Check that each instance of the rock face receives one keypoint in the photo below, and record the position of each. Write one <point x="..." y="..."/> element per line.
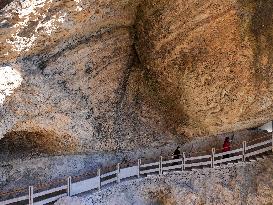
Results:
<point x="110" y="75"/>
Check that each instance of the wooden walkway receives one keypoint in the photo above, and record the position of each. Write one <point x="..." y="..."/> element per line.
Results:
<point x="77" y="185"/>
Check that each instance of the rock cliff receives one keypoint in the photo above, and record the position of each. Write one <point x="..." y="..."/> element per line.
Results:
<point x="108" y="75"/>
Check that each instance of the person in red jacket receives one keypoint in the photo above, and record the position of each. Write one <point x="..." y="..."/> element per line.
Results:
<point x="226" y="147"/>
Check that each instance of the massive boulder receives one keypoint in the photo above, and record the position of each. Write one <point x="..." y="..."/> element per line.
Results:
<point x="111" y="75"/>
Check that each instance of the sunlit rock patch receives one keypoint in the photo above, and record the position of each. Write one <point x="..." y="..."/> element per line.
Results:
<point x="10" y="79"/>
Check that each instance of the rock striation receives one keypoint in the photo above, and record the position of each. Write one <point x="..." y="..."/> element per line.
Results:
<point x="107" y="75"/>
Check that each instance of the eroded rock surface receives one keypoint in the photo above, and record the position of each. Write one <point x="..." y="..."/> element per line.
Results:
<point x="113" y="75"/>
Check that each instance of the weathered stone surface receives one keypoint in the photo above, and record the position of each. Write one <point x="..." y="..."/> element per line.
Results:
<point x="209" y="62"/>
<point x="113" y="75"/>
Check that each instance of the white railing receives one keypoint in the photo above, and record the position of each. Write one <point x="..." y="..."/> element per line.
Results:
<point x="183" y="164"/>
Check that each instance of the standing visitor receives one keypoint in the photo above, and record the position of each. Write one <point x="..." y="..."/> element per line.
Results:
####
**Challenge:** Would you mind returning each entry above word for word, skipping the images?

**Written response:**
Check that each instance of the rock face receives one keypoint in the photo below, and record the position of each. Write one <point x="..." y="..."/> element per line.
Results:
<point x="110" y="75"/>
Check that each instance of the wooden walkway receives one keypoint in the photo above, and record the position of each. Write one <point x="..." y="..."/> element per line.
Results:
<point x="77" y="185"/>
Check that each instance of the rock cliff receives one keypoint in the photo above, and record the position of each. Write one <point x="..." y="..."/> element per line.
Results:
<point x="108" y="75"/>
Check that each instance of the person in red jacket receives one keypoint in the photo above, and record the position of each. Write one <point x="..." y="..."/> element per line.
Results:
<point x="226" y="147"/>
Check that each instance of the massive boulder receives one keypoint in the photo above, and record the position of each. Write one <point x="..." y="..."/> element per line.
Results:
<point x="111" y="75"/>
Check that each instance of the sunlit rock patch receives one keypoint in the photo above, and record the position of each. Write one <point x="..." y="..."/> element per line.
Results:
<point x="10" y="79"/>
Check that each instance of the rock striation receives one keypoint in the photo above, and record the position of each. Write one <point x="..." y="..."/> element per line.
Results:
<point x="107" y="75"/>
Check that each instance of the eroded rock surface receives one keypoint in the photo above, and record the position of each. Write one <point x="..." y="..."/> element per line.
Results:
<point x="113" y="75"/>
Check that each instance of the weathered stone surface receives one keypoint in the photo above, and record the position of each. Write one <point x="..." y="..."/> element per line.
Results:
<point x="209" y="62"/>
<point x="113" y="75"/>
Check that each instance of the white railing receives one keypoint in the photo above, and record the position of each. Write one <point x="..." y="..."/> element per line.
Results:
<point x="183" y="164"/>
Check that each instance of the standing visitor receives one keypoint in the photo above, and record the position of each. Write one <point x="..." y="..."/> element per line.
Results:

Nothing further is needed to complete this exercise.